* [ASSIGNMENT]:
Please retype each record exactly as it stands below.
==== RECORDS SHOWN
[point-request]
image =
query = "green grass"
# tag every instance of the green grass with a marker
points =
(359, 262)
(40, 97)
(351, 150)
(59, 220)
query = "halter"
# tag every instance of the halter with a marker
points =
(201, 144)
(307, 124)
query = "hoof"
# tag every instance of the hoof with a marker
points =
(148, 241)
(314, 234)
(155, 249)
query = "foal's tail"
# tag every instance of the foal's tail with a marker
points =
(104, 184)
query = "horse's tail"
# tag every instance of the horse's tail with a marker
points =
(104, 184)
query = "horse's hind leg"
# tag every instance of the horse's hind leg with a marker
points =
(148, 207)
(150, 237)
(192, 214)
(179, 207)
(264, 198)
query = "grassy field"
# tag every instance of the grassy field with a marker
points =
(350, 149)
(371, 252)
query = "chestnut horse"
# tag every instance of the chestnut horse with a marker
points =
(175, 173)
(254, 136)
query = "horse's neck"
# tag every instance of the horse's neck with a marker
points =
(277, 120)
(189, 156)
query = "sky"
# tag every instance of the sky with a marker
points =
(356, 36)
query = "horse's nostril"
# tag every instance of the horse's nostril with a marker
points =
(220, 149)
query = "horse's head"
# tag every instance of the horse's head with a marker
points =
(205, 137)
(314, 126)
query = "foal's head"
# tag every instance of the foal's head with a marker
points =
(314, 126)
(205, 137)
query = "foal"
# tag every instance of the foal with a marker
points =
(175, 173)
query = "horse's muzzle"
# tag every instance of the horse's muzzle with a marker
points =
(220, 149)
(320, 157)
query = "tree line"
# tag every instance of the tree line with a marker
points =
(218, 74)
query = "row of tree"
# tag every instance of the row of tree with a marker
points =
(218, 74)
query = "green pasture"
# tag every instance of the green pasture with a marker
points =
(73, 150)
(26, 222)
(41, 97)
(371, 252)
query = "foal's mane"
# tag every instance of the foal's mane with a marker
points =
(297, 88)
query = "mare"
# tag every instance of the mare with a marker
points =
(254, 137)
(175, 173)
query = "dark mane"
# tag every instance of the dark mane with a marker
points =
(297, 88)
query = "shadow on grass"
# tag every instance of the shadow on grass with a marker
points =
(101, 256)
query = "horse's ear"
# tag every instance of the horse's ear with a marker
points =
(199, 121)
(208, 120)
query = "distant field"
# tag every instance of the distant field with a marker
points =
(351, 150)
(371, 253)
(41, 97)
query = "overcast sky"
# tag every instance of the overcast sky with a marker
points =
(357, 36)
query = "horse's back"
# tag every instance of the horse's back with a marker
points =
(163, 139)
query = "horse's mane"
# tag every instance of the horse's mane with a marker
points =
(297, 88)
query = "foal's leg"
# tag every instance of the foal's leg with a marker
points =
========
* [EXERCISE ANSWER]:
[point-request]
image =
query = "green grass"
# tag every instance of the green grass with a marker
points =
(359, 262)
(40, 97)
(351, 150)
(59, 220)
query = "halter"
# tag every instance of the halter with a marker
points =
(201, 144)
(307, 124)
query = "hoof"
# tag every instance of the hoof with a marker
points =
(148, 241)
(314, 234)
(155, 249)
query = "foal's tail"
# tag every instance of the foal's tail with a marker
points =
(104, 184)
query = "horse's tail"
# tag every instance of the horse's tail with a marker
points =
(104, 184)
query = "horse's hind leg"
# tag every instance of the horse's hind leg with a marker
points =
(148, 207)
(150, 237)
(192, 214)
(179, 207)
(264, 198)
query = "grassy field"
# tag every instance of the grassy field with a marker
points =
(350, 149)
(371, 252)
query = "chestnut horse"
# tag every instance of the chestnut horse with a marker
points =
(175, 173)
(254, 136)
query = "horse's neck"
# tag every instance of the horse's neck with a marker
points =
(277, 120)
(189, 156)
query = "sky"
# tag every instance of the sky with a marker
points =
(356, 36)
query = "horse's nostril"
# tag every instance of the horse's nostril with a marker
points =
(220, 149)
query = "horse's head"
# tag every instance of the horse's head with a marker
points =
(205, 137)
(314, 126)
query = "foal's head"
# tag every instance of the foal's head with a marker
points =
(314, 126)
(205, 137)
query = "foal"
# tag every instance of the foal with a marker
points =
(175, 173)
query = "horse's muzzle"
# tag every instance of the horse's muzzle with a marker
points =
(220, 149)
(320, 157)
query = "tree line"
# tag every instance of the tree line with a marker
points =
(218, 74)
query = "row of tree"
# tag every instance of the row of tree with a marker
points =
(218, 74)
query = "green pasture"
# tag every instance of the green pasture with a marker
points =
(73, 150)
(26, 222)
(41, 97)
(371, 252)
query = "foal's mane"
# tag every instance of the foal's mane with a marker
points =
(297, 88)
query = "mare"
# tag every instance of the mare with a marker
points =
(254, 137)
(175, 173)
query = "dark mane"
# tag every instance of the dark mane with a marker
points =
(297, 88)
query = "shadow on grass"
# tag every instance of the shadow on grass with a marker
points =
(101, 256)
query = "horse's ear"
# tag every instance of the horse's ear with a marker
points =
(199, 121)
(208, 120)
query = "distant field"
# tag every instance of the distant field with a marker
points =
(351, 150)
(371, 253)
(41, 97)
query = "overcast sky"
# tag every instance of the overcast sky with a marker
points =
(357, 36)
query = "horse's back"
# tag every instance of the horse's back with a marker
points =
(163, 139)
query = "horse's mane"
# tag every instance of the horse's mane with a marker
points =
(297, 88)
query = "foal's leg"
# tag every instance of the foal's leg with a marker
points =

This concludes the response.